§ Do this: Rewrite the lines starting at the one that has "trace the outline of every instance of the wooden" and continuing through the last line, keeping every request in place. Multiply each coordinate in the path outlines by 1.25 and round to the nearest whole number, with halves rounded up.

§ Dataset:
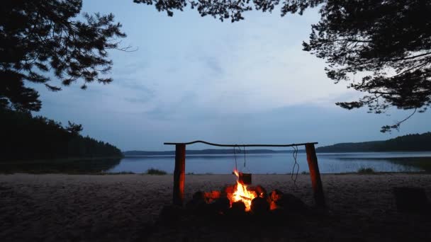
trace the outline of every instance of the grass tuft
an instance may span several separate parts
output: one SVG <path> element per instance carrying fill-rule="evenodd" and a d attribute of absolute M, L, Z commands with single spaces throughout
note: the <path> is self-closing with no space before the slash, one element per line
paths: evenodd
<path fill-rule="evenodd" d="M 159 170 L 159 169 L 156 169 L 156 168 L 150 168 L 150 169 L 147 170 L 147 174 L 161 175 L 166 175 L 166 174 L 167 174 L 167 173 L 164 171 L 162 171 L 162 170 Z"/>

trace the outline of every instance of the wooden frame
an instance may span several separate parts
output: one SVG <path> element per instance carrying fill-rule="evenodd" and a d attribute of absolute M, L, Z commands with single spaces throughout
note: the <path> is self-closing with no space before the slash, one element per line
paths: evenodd
<path fill-rule="evenodd" d="M 303 145 L 306 146 L 307 162 L 308 163 L 308 169 L 310 170 L 311 185 L 316 205 L 320 207 L 325 207 L 325 195 L 323 195 L 323 188 L 320 179 L 318 157 L 314 147 L 314 145 L 318 144 L 317 142 L 290 144 L 221 144 L 201 140 L 187 143 L 164 143 L 164 144 L 167 145 L 175 145 L 175 169 L 174 171 L 174 192 L 172 197 L 172 202 L 175 205 L 182 206 L 184 203 L 184 181 L 186 178 L 186 146 L 196 143 L 222 147 L 289 147 Z"/>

§ The completed task:
trace the outline of every instance of the wooden frame
an instance may span several separate parts
output: one SVG <path> element per instance carrying fill-rule="evenodd" and a d attribute of absolute M, L, Z commands with single spaces throughout
note: the <path> is self-closing with no space before the slash, one element per line
paths: evenodd
<path fill-rule="evenodd" d="M 379 181 L 383 183 L 384 203 L 385 204 L 385 211 L 388 213 L 389 231 L 395 256 L 400 259 L 406 259 L 406 244 L 404 244 L 404 235 L 400 224 L 398 196 L 393 184 L 393 181 L 398 180 L 396 178 L 363 180 L 276 180 L 251 175 L 234 179 L 205 179 L 205 180 L 209 181 L 219 181 L 219 211 L 218 214 L 218 240 L 215 246 L 215 253 L 219 256 L 228 258 L 230 254 L 230 226 L 233 223 L 233 183 L 245 179 L 278 184 L 361 184 Z"/>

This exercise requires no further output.